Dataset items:
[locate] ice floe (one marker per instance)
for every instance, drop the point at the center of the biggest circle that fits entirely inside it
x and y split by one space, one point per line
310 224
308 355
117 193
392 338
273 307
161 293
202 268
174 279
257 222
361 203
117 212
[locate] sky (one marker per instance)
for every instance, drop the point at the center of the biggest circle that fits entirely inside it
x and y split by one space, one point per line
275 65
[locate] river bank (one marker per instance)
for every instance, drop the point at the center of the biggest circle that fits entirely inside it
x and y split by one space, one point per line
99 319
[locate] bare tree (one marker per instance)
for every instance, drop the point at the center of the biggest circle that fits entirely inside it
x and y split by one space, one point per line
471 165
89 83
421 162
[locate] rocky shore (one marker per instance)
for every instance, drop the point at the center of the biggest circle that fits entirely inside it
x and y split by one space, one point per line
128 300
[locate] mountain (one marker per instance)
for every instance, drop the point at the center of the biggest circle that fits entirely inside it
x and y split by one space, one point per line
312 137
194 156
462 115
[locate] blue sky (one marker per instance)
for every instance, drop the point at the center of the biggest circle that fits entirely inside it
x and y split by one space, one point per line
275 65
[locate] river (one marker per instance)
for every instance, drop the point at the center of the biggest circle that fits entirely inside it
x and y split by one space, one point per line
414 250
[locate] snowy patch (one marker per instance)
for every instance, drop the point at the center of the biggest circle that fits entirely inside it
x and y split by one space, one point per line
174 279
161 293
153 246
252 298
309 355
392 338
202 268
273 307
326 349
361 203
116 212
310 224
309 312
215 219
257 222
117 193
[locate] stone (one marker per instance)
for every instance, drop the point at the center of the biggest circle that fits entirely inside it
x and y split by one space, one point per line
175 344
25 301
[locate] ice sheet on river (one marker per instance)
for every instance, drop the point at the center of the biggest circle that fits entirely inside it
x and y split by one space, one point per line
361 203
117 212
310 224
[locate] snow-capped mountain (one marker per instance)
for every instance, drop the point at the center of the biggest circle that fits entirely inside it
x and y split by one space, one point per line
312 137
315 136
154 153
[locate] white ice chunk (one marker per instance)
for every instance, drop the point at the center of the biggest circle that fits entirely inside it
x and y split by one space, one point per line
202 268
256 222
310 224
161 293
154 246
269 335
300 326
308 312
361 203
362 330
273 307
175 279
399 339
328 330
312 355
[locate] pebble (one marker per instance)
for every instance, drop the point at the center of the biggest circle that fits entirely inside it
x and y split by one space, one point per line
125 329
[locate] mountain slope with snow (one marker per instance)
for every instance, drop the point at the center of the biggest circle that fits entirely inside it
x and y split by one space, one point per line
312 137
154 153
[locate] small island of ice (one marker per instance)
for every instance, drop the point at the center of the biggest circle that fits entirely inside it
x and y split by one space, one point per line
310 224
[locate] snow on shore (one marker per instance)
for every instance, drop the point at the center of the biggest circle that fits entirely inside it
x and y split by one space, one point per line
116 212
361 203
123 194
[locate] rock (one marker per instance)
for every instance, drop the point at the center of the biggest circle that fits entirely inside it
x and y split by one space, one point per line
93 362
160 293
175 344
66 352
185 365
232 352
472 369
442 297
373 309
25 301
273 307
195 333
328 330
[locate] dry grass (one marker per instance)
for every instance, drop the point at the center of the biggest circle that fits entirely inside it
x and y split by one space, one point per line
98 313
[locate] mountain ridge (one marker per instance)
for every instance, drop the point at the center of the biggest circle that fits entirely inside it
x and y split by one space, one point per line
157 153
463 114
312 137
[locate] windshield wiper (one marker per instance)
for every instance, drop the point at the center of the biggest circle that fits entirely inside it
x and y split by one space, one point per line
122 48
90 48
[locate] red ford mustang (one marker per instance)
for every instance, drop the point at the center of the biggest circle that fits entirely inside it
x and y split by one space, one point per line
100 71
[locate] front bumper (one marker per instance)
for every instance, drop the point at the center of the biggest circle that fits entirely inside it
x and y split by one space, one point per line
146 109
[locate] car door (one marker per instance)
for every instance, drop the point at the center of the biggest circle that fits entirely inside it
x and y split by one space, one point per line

Goal of the exercise.
Find every line in the records that has the word "mountain". Copy those lines.

Expected answer.
[locate] mountain (one marker per instance)
[locate] snow-capped mountain (one marker per instance)
[locate] mountain slope with snow (one marker per instance)
[locate] mountain ridge (one marker per instance)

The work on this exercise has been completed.